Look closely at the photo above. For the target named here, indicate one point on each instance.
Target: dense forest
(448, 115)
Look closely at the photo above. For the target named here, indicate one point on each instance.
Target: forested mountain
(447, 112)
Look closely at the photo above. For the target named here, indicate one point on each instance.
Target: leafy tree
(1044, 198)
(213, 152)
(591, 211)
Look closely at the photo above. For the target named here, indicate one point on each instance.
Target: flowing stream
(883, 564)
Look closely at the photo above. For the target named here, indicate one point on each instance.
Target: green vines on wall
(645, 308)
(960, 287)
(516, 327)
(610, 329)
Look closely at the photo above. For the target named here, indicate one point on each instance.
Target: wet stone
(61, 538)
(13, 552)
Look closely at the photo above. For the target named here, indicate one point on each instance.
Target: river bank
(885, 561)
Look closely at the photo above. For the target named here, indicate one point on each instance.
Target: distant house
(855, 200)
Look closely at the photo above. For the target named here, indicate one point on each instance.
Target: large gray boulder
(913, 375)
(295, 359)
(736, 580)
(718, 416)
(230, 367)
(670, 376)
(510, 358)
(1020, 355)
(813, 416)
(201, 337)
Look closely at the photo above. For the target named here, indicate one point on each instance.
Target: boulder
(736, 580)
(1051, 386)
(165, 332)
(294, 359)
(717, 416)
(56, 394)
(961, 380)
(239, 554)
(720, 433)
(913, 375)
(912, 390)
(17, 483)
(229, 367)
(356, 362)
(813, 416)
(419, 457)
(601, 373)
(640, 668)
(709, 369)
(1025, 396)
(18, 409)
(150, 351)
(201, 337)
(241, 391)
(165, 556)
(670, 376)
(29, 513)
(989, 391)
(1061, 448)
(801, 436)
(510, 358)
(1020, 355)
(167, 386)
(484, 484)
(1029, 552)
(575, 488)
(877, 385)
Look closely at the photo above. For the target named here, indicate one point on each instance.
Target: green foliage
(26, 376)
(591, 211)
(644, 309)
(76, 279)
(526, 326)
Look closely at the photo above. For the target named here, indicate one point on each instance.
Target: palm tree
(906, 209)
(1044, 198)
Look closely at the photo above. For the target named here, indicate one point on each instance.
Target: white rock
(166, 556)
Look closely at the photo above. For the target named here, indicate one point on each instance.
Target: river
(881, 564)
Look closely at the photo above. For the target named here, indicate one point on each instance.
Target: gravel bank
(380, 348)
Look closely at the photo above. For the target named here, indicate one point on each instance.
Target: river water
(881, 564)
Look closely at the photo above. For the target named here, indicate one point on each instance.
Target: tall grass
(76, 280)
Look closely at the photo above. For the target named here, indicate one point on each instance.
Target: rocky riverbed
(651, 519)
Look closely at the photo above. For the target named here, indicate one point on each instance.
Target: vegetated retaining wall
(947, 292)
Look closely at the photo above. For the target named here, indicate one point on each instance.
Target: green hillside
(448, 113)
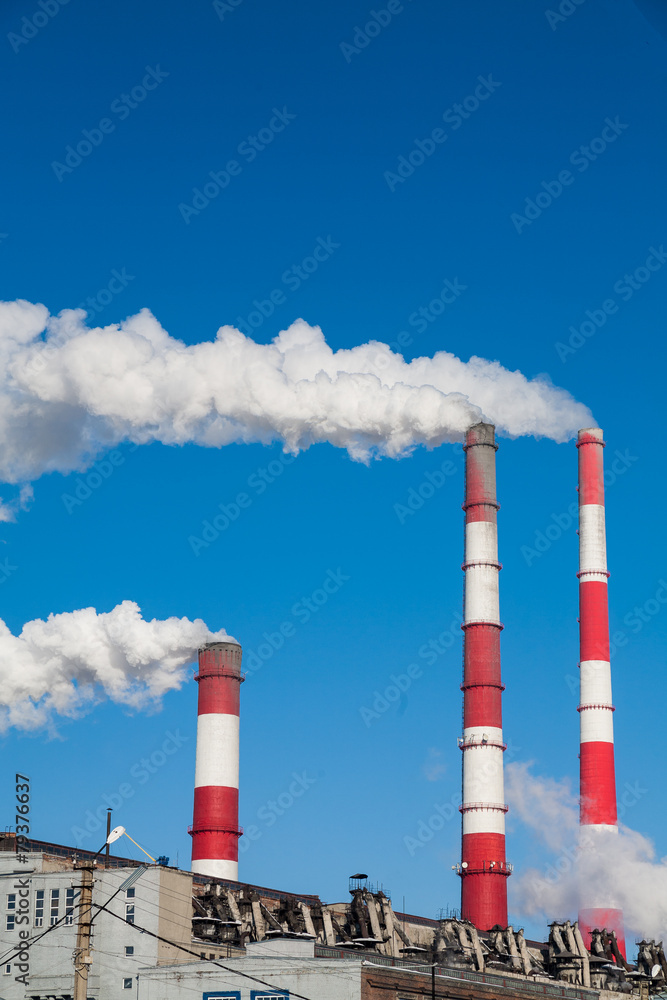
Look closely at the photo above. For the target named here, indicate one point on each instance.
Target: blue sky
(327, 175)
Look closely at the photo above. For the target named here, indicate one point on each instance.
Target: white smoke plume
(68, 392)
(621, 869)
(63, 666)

====

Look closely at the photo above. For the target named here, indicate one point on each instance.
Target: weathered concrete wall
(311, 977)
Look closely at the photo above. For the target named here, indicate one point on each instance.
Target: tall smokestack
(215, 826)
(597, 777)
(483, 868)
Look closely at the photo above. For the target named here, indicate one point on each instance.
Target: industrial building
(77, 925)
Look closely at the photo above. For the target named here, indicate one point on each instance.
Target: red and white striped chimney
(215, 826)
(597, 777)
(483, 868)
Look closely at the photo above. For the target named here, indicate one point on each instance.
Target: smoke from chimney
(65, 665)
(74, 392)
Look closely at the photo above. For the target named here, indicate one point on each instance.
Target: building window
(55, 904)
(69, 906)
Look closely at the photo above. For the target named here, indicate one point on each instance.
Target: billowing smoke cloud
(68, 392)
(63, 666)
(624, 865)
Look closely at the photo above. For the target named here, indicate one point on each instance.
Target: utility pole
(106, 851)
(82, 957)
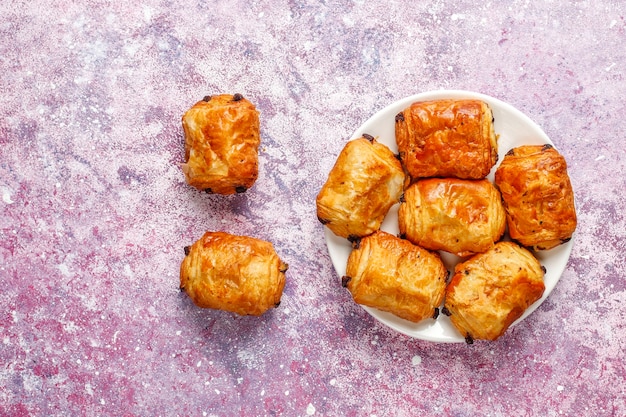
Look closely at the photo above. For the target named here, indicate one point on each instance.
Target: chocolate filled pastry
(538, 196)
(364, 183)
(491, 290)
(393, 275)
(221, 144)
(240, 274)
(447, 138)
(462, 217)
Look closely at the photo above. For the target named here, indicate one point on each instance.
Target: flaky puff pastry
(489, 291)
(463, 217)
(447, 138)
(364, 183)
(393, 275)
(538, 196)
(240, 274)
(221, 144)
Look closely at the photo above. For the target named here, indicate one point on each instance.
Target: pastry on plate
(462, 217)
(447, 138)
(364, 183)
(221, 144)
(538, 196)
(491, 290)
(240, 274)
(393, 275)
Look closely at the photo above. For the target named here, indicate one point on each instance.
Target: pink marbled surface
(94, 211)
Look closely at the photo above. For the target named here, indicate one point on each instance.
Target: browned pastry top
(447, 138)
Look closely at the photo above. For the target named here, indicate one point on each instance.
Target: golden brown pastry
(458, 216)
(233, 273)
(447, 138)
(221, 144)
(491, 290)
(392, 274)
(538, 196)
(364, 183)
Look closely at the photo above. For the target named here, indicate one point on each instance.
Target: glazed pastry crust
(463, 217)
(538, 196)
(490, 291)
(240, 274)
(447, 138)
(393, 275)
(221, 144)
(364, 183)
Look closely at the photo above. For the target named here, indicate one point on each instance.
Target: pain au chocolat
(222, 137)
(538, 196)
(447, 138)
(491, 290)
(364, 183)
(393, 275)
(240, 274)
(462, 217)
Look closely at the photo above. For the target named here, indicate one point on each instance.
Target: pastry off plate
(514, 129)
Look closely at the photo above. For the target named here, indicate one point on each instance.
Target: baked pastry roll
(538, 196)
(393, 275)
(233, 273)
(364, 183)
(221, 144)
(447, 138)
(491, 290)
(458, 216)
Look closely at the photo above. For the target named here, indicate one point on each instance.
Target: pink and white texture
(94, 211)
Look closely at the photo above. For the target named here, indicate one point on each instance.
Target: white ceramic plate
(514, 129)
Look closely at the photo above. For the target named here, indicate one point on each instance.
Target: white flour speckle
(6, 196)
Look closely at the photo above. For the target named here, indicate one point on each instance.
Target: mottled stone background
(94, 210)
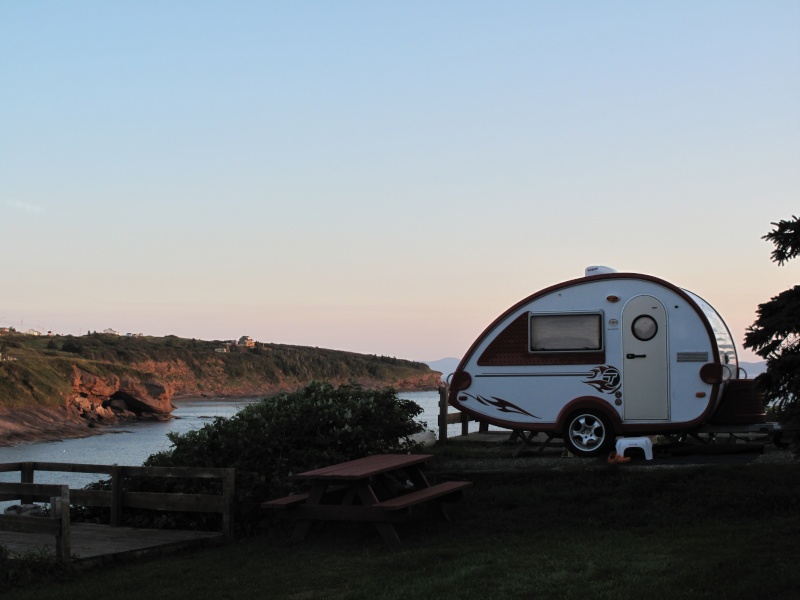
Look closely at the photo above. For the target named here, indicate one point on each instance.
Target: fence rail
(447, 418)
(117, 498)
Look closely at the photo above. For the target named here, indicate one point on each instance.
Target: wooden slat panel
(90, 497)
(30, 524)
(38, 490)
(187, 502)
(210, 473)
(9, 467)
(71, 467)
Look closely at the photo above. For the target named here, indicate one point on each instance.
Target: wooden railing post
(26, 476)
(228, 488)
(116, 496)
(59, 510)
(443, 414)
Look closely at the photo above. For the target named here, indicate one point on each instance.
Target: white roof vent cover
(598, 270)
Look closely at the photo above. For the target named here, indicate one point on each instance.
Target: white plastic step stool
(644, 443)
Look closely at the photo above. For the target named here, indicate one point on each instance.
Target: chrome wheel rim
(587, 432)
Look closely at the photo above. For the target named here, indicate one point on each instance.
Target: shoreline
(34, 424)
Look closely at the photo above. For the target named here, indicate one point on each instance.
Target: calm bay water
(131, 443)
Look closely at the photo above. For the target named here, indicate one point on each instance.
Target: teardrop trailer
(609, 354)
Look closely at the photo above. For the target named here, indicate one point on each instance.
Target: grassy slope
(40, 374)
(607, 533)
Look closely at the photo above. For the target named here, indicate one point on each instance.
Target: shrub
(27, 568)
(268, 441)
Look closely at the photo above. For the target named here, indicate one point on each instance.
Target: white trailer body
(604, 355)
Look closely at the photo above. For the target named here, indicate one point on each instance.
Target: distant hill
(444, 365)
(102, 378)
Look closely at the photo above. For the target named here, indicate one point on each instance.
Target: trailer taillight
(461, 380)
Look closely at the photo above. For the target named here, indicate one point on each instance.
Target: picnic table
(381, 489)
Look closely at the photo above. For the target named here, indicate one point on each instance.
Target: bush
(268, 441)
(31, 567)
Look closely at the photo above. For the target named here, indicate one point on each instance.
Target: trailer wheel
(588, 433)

====

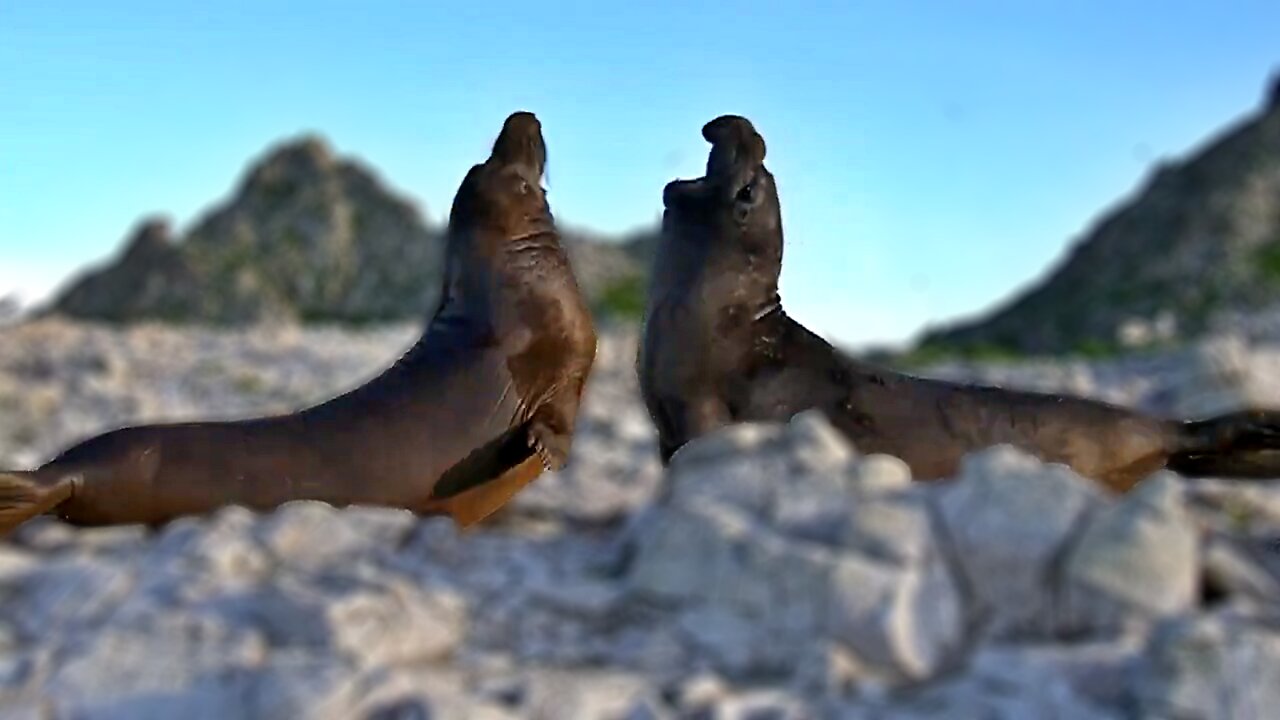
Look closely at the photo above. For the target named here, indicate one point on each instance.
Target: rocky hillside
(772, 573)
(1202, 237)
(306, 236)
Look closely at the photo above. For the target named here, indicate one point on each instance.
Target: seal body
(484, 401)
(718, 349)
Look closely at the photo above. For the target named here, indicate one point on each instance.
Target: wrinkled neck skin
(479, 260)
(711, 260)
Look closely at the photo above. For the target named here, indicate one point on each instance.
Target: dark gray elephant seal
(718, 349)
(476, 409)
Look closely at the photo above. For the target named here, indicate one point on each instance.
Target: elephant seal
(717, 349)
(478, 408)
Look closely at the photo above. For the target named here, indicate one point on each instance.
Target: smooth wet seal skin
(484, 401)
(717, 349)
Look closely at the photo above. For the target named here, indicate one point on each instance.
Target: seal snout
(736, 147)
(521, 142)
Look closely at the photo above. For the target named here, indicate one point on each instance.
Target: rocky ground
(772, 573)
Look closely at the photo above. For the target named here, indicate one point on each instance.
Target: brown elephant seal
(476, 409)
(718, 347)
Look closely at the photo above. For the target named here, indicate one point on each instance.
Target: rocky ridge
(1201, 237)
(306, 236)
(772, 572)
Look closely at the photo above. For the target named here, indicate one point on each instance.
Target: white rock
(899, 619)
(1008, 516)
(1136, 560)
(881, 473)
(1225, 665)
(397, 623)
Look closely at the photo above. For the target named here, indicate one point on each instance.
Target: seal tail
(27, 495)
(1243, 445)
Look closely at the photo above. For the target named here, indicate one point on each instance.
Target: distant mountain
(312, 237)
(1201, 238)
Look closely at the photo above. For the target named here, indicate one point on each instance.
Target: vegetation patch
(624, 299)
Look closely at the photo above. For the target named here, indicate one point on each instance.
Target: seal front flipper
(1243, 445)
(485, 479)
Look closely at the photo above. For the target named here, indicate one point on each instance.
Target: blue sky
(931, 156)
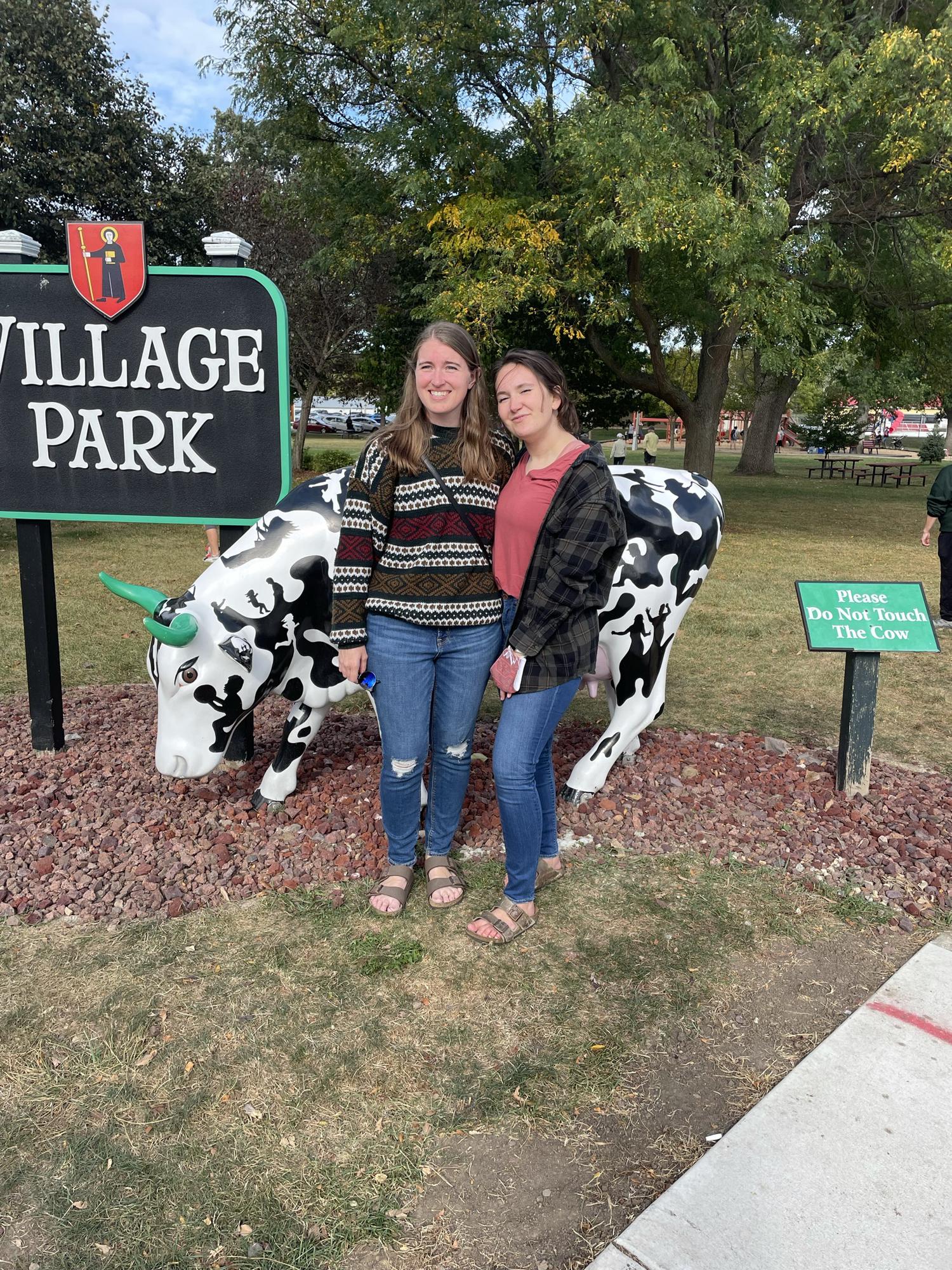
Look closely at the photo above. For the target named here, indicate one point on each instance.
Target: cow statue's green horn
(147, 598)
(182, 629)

====

Gather every line in the rows above that contains the word "body", and copy each one as it appears, treating uppercase and lowercase as distinct.

**The reply:**
Target: white trailer body
Target: seal body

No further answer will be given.